_Dataset excerpts:_

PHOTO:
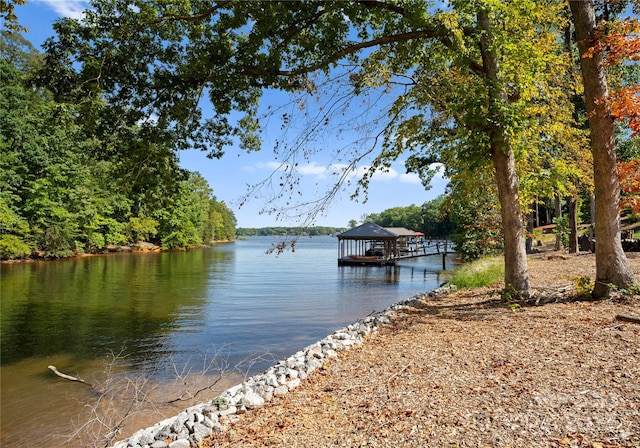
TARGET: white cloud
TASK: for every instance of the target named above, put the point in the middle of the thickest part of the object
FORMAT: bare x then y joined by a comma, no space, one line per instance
313,169
73,9
410,178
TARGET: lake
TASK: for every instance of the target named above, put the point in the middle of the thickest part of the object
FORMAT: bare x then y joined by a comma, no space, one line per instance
171,318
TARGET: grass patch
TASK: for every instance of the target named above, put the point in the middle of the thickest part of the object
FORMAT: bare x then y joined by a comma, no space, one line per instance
483,272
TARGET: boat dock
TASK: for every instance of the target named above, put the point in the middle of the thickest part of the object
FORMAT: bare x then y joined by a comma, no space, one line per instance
373,245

_Task statement:_
Print each record exactly as it stands, omitting the pictures.

_Exercise output:_
PHOTO:
TARGET: white cloud
TASK: for every instance of the target named above, put the point in the middle of the thickest part of the object
FORMAT: bare x then y joined by a comma, no space, one line per instance
313,169
73,9
410,178
TARGET: lake
TASK: for every instance of the target named above, put the point in the middle of the thickest part of the object
FORMAT: bare x then y joined by a comma, no space, one line per instance
171,318
TARGET: grass patch
TASK: for every instance of the target named above, put the point in the middle of the thickest part of the object
FORMAT: bare x then y joined by a comma, no space, one line per instance
483,272
TARGET: boat dock
TASK: for every instance of the target named above, put the point in the middle of the thickest part of the object
FORMAT: bare x then y joined by a comma, no space, one line per instance
373,245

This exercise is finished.